• [Dataset]
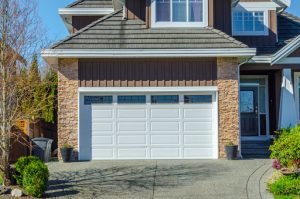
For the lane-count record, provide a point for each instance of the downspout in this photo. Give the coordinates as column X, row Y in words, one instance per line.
column 239, row 83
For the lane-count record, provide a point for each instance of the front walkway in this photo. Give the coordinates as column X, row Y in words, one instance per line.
column 205, row 179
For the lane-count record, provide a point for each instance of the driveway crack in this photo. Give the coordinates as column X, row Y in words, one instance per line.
column 154, row 180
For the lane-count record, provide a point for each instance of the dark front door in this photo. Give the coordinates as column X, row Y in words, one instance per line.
column 249, row 111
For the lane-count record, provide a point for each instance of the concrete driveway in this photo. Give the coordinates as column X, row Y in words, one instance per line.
column 203, row 179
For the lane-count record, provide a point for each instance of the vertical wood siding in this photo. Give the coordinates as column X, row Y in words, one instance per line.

• [What the task requires] Take the entries shown above and quote them verbatim, passing over the pictures.

• [Task response]
For the lane-count record, provide a point for each instance of the downspout in this photo. Give the coordinates as column X, row Y in words, one instance per line.
column 239, row 83
For the lane-count record, provide a point for each instance of the front walkway in this photo. Give the coordinates as column X, row Y in words, one instance per line.
column 205, row 179
For the lane-count record, provide a point for each instance of the driveway crack in this photo. Give the coordinates as column X, row Y in words, one instance per line.
column 154, row 180
For the lane-count record, provide a point for each instance of the dark front door in this photo. Give the coordinates as column X, row Y in words, one instance per line.
column 249, row 111
For the lane-count record, provide a point for each instance of the concrete driveway in this photo. Give the coordinates as column X, row Y in words, one instance per line.
column 203, row 179
For the lane-count record, provide a point for each instance of the vertical wood siding in this photo. Give the coordinates as column X, row Y in words, one instance per line.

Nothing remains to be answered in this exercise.